* _EXERCISE GOAL_
All records should be reproduced verbatim.

## START MATERIAL PROVIDED

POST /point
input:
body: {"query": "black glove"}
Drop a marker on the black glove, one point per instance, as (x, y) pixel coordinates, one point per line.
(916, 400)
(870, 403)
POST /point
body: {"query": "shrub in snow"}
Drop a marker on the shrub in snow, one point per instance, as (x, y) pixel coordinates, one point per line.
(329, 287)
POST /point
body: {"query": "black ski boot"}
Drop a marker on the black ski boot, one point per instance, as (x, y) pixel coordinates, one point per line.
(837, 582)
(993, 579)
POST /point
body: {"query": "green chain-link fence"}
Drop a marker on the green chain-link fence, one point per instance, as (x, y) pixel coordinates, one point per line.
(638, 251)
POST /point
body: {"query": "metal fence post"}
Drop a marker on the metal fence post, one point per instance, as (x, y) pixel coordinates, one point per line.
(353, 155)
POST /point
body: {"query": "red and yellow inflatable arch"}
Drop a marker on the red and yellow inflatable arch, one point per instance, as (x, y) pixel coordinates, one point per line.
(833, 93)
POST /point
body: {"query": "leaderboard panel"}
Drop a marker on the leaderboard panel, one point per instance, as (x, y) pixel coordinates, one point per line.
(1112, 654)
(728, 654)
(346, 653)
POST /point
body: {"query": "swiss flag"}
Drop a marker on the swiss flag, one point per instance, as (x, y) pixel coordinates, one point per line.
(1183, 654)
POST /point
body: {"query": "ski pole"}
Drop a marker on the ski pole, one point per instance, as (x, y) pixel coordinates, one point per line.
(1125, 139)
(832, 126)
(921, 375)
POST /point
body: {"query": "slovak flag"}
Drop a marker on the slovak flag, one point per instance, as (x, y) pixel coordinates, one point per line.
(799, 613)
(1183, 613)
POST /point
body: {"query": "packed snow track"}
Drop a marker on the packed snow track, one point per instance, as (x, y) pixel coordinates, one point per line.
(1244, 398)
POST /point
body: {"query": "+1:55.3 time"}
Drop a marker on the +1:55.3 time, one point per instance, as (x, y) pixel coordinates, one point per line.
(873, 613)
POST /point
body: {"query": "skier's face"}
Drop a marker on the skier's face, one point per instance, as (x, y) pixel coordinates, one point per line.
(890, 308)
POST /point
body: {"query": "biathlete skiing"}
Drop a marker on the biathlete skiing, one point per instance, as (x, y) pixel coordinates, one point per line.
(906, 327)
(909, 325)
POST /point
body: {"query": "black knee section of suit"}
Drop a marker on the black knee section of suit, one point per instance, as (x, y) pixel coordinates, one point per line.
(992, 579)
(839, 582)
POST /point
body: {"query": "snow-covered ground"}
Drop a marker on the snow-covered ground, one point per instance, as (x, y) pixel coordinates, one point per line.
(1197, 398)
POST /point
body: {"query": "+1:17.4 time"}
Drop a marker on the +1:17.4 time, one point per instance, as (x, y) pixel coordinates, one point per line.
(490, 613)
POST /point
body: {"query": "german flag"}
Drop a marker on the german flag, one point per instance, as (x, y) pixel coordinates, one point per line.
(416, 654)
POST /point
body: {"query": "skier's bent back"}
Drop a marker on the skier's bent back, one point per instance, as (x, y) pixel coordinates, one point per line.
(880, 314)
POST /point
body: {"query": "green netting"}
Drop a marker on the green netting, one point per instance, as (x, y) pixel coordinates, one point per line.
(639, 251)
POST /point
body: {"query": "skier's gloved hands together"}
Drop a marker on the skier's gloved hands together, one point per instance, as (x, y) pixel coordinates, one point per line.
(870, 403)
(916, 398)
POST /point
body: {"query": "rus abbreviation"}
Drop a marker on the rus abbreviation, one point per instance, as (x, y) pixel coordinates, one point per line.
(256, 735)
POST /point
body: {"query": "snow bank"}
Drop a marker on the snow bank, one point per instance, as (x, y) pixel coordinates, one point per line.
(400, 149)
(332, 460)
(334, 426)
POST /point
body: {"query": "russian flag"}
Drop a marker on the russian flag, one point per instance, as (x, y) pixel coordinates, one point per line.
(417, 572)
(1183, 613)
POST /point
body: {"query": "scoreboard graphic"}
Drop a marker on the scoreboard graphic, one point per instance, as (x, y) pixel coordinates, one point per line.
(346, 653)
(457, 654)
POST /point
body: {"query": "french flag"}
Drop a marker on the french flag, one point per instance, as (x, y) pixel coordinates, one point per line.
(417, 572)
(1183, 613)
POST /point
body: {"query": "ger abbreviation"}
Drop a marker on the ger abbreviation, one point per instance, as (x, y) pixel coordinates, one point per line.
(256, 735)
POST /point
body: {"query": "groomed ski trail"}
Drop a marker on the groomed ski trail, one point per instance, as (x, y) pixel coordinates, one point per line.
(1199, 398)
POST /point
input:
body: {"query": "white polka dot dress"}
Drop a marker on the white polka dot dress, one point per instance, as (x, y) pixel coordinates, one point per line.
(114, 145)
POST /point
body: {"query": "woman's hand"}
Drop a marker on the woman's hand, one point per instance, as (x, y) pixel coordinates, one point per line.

## END MATERIAL PROVIDED

* _RESULT FOR THIS TASK_
POST /point
input:
body: {"query": "black glove"}
Drop a marker on the black glove, one point per instance, as (x, y) pixel coordinates, one point per line.
(916, 400)
(870, 403)
POST /point
body: {"query": "shrub in snow"}
Drop a marker on the shrub in snow, one point per instance, as (x, y) pixel coordinates, one point per line.
(329, 287)
POST /point
body: {"query": "black ski boot"}
Drop a marker on the black ski boot, one point per instance, as (x, y) pixel coordinates, one point per line.
(837, 582)
(993, 579)
POST /point
body: {"query": "green chain-link fence"}
Drop a marker on the green chain-link fence, one point per instance, as (x, y) pixel coordinates, one point per line.
(638, 251)
POST /point
body: {"query": "metal fence post"}
Drop a marker on the metal fence post, one point per instance, as (x, y) pixel coordinates, one point per line.
(353, 155)
POST /point
body: {"query": "red and yellow inflatable arch"}
Drop a marker on the red and yellow inflatable arch, one point per instance, as (x, y) pixel coordinates, one point per line.
(833, 93)
POST /point
body: {"query": "leaderboard panel"}
Drop a marker on the leaderboard panel, one point per instance, as (x, y) pixel coordinates, one point per line.
(1112, 654)
(728, 654)
(346, 653)
POST /point
body: {"query": "swiss flag"}
Drop a marker on the swiss flag, one point per instance, as (x, y) pixel coordinates, one point per line.
(1183, 654)
POST /point
body: {"query": "ski pole"}
Drop a marker on the ski pole, one point per instance, as (x, y) pixel coordinates, one point per line.
(1125, 139)
(832, 126)
(921, 375)
POST /point
body: {"query": "slovak flag"}
Drop a marker on the slovak flag, one point per instance, as (x, y) pixel coordinates, one point per line.
(799, 613)
(1183, 613)
POST /point
body: {"query": "packed snow track"}
Drop a marker on the packed snow track, one point per instance, as (x, y) pixel coordinates, one point per line.
(1244, 398)
POST /point
body: {"query": "+1:55.3 time"}
Drop a marker on the +1:55.3 time, one point per instance, as (x, y) pixel coordinates, one point per line.
(873, 613)
POST /point
body: {"query": "skier's face"}
Drop a marker on the skier's face, one point per instance, as (x, y) pixel coordinates, one point per line.
(890, 308)
POST /point
body: {"query": "biathlete skiing"}
Drop a marker on the biathlete skiing, one point per instance, as (x, y) pixel coordinates, one point per line.
(906, 327)
(909, 325)
POST /point
body: {"query": "black knee section of suit"}
Drop a marker on the black knee section of suit, one point per instance, as (x, y) pixel coordinates, one point per line.
(992, 579)
(839, 582)
POST /point
body: {"query": "snow-covered ground"}
Drop a marker on the snow-covered ground, one point per instance, as (x, y) pixel coordinates, one point per line.
(1197, 398)
POST /point
body: {"query": "+1:17.4 time"}
Drop a marker on the +1:17.4 time, one point per instance, as (x, y) pixel coordinates, one point per line.
(490, 613)
POST /point
body: {"query": "german flag"}
Drop a marker on the german flag, one point per instance, as (x, y) pixel coordinates, one point per line.
(416, 654)
POST /point
body: {"query": "skier's bent back"}
Drop a marker on the skier's bent back, one point per instance, as (x, y) pixel coordinates, one point per line.
(880, 314)
POST /point
body: {"query": "green netting"}
Drop a marker on the green netting, one point per instance, as (x, y) pixel coordinates, one point per line.
(639, 251)
POST /point
body: {"query": "skier's gloved hands together"}
Drop a marker on the skier's gloved hands together, one point per instance, as (x, y) pixel coordinates, one point per line.
(870, 403)
(916, 398)
POST /point
body: {"query": "rus abbreviation"}
Drop a marker on the rus abbreviation, one point per instance, as (x, y) pixel coordinates, one point per line.
(256, 735)
POST /point
body: {"query": "snow bank"}
Drop a marker on the snow bank, one point per instance, as (x, y) pixel coordinates, one point per line.
(400, 149)
(332, 460)
(334, 426)
POST /point
body: {"query": "russian flag"}
Drop a marker on the russian flag, one point per instance, as (x, y) pixel coordinates, one point per line.
(417, 572)
(1183, 613)
POST /point
body: {"query": "scoreboard graphic"}
Drop a marker on the scoreboard graphic, one point per instance, as (x, y) pixel coordinates, one point per line.
(346, 653)
(457, 654)
POST /point
body: {"query": "french flag"}
Drop a marker on the french flag, one point per instance, as (x, y) pixel coordinates, one point per line.
(417, 572)
(1183, 613)
POST /point
body: {"query": "ger abbreviation"}
Drop a marker on the ger abbreviation, one point per instance, as (x, y) pixel coordinates, one point per line.
(256, 735)
POST /point
body: {"query": "groomed ski trail"}
Drop a marker on the groomed ski trail, one point per instance, as (x, y) pixel coordinates, one point per line.
(1199, 398)
POST /point
input:
body: {"query": "white polka dot dress"}
Drop a marker on the white polka dot dress, one point per instance, as (x, y) pixel coordinates, one point per line.
(114, 145)
POST /point
body: {"query": "woman's hand"}
Drop a marker on the woman's hand, one point per instance, as (x, y) pixel coordinates, one point per line.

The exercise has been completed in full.